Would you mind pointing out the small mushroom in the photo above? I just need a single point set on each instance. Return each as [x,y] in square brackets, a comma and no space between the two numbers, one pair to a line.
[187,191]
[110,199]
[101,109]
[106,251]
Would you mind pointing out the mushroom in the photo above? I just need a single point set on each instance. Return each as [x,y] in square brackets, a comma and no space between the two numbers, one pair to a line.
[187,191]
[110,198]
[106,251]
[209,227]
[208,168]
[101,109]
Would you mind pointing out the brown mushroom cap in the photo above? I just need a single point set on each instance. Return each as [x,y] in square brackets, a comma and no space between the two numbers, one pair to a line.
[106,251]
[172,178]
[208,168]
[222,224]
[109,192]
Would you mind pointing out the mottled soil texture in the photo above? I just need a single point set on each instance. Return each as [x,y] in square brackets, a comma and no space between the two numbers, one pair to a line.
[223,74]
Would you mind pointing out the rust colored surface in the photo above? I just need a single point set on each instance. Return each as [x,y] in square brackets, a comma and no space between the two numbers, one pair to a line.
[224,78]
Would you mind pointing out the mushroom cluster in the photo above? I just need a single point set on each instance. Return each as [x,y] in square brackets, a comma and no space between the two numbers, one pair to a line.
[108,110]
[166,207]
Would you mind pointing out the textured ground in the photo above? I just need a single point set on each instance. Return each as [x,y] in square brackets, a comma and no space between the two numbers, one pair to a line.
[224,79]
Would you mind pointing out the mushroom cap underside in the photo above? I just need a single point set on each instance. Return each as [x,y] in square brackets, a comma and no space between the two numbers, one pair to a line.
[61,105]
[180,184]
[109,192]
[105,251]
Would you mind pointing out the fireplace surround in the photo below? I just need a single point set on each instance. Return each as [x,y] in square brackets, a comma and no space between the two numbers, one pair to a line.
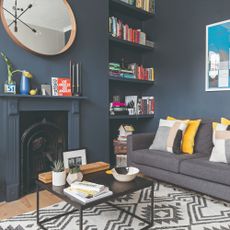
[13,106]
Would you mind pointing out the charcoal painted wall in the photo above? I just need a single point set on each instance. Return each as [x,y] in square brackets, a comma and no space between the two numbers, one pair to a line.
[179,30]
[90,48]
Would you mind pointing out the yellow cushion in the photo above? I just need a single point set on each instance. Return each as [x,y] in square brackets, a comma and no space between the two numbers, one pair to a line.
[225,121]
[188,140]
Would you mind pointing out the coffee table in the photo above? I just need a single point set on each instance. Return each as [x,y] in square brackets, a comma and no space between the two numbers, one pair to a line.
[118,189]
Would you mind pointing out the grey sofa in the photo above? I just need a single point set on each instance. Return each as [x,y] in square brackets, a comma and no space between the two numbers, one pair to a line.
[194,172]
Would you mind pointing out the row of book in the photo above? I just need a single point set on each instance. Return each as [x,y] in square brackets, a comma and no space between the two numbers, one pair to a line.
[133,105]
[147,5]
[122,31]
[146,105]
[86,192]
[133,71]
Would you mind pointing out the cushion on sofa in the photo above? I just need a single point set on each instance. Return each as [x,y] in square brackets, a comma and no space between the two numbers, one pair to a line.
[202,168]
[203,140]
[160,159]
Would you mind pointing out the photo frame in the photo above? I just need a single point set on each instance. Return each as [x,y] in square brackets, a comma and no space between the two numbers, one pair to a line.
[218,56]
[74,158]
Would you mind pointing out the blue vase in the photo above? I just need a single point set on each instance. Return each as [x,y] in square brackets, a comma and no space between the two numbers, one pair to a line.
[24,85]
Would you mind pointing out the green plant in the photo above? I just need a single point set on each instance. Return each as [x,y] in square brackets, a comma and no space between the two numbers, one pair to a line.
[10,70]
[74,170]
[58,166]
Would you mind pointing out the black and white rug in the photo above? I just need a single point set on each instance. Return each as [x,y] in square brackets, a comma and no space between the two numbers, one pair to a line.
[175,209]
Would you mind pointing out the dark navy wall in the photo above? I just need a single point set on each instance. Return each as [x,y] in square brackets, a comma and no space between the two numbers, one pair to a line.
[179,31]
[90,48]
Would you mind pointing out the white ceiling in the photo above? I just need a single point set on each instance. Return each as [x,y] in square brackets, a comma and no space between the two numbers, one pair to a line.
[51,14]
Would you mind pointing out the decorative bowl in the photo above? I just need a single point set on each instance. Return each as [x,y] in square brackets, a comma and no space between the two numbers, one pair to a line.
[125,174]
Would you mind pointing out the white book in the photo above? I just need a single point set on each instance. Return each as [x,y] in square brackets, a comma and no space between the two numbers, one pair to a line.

|---|

Brief ▸ An exact, word-for-word copy of the records is expected, with no pictures in it.

Response box ▸
Would you mind pointing out the small mushroom in the photo above? I just need a single point set on each instance. Return each as [x,y] in square brackets, a comma and no space between the two numbers, one pair to a line.
[187,191]
[110,199]
[101,109]
[106,251]
Would you mind pointing out the mushroom in the photo above? I just need a single point set on each instance. Return each as [x,y] in square brackets, a comma and no space between the two numbers, one pair to a line.
[187,191]
[110,198]
[106,251]
[209,227]
[208,168]
[101,109]
Would you mind pointing out the brown mushroom cap in the photo above? I just need a single point set on each instance. Return each as [x,y] in square brackets, a comma and no space between the two numbers, one pair to a line.
[106,251]
[172,178]
[208,168]
[222,224]
[109,192]
Would you mind pointing out the mottled soil texture in the photo above? I just need a single point set on each instance. Return each as [x,y] in square brackets, a comma and no space between the two numbers, one pair to a line.
[223,74]
Would you mind pointing out the rust colored surface in the photo above? I just need a single point set on each instance. Return each as [x,y] in square brackets, a comma and no space between the two numbers, one pair to a line.
[224,78]
Would you mind pointing out the mushroom cluster in the photo above? I just need a single point set on each instance. Return each as [x,y] in square brackets, a comma and no space between the two numbers, one pair to a line.
[108,110]
[166,207]
Would you mind pointing out the textured ground in the photo above? I just need a single point set on each instance. Return each as [x,y] in square brackets, a comma and no space between the two numbers, one pair to a line.
[224,79]
Would you mind pointing out the mushroom cap underside in the photo above? I just need a single point set on each instance. Return each as [x,y] in square brackets, a comma and no space between the two numbers, one pair to a line.
[61,105]
[180,184]
[109,192]
[105,251]
Would you mind pointing out the fireplace surround in the photo below? I just need a single point set on each instance. Return each as [x,y] in square brackets, a comma and no space between the two numbers, one pair to a line.
[13,106]
Would you mind pointing out the charcoal painted wall in the photo above? I just need a single point set on each instance. Return each as [x,y] in square brackets, a comma and no space between the two numbers, one pair to a line.
[179,30]
[90,48]
Would you mind pointing out the yellow cushion in the photo above? I just need a single point set on each instance. Return each as [x,y] in square brackets, a comma and no space between the two numbers, one pair to a line.
[225,121]
[188,140]
Would you mind pointing out the coffee table in the photo above? I just need a single point set on each instance. Return each as [x,y] in square brackets, a comma and no space between the two numbers, one pair to a line.
[118,189]
Would you mind pointing out the grey sofa in the photo above? I just need a single point set on each instance. Return each as [x,y] in square brackets, a comma and no space between the two numbers, one pair to a line.
[194,172]
Would you mind pointing out the row of book in the photo above? I just need a single point set on each instance. Return each as [x,y] in square brackets, a comma and no space between the two numbers, one pair to a line.
[133,105]
[147,5]
[122,31]
[146,105]
[86,192]
[133,71]
Would you mind pointing out the cushion on sofa in the photo above? I just need a single point set on each instance. Return each as [x,y] in square brackets, a comma and no space between the two numbers, one pair to a line.
[202,168]
[203,140]
[160,159]
Would you mind pointing out the photo frame in the photo above? I just need a single point set on each instance. Return each as [x,y] in square brackets, a comma and no space between the two numbers, one pair to a line.
[218,56]
[74,158]
Would you mind pointing out the blue vase in the photo above? I just need a single point set on each instance. Return each as [x,y] in square brackets, a comma and no space between the two numbers, one pair to a line.
[24,85]
Would you mind pointing out the green plant in the photo above? I just need a single point set on each instance. Return each as [x,y] in square brackets, a comma and no space between the two numbers, one pair to a line.
[10,70]
[74,170]
[58,166]
Would you mind pointing out the black and white rug in the photo above? I just need a single point set on each instance. Return each as [x,y] in square brackets, a comma and no space between the two numbers, one pair to a line.
[175,209]
Would you mind pointing out the dark navy wall in the photo above? I just need a single point set on each instance. Return each as [x,y] in square brackets, a comma and no space between the two numbers, one pair to a line.
[179,31]
[90,48]
Would you mind pointing out the white ceiling in the photo above? I just need a single point set on each instance. Return each as [x,y] in square brackets, a comma and no space between the two numbers, one pair to a line.
[51,14]
Would you mind pointing out the decorative bowl in the photo above? I just need a single point set on each instance. Return each as [x,y] in square brackets, a comma and no space between the two numbers, one pair to a line.
[125,174]
Would you mind pointing out the white book in the photo above? I just need a single point set on each instance. Return each as [x,y] in square brackets, a comma and no space between the two numbers, one pair to a line.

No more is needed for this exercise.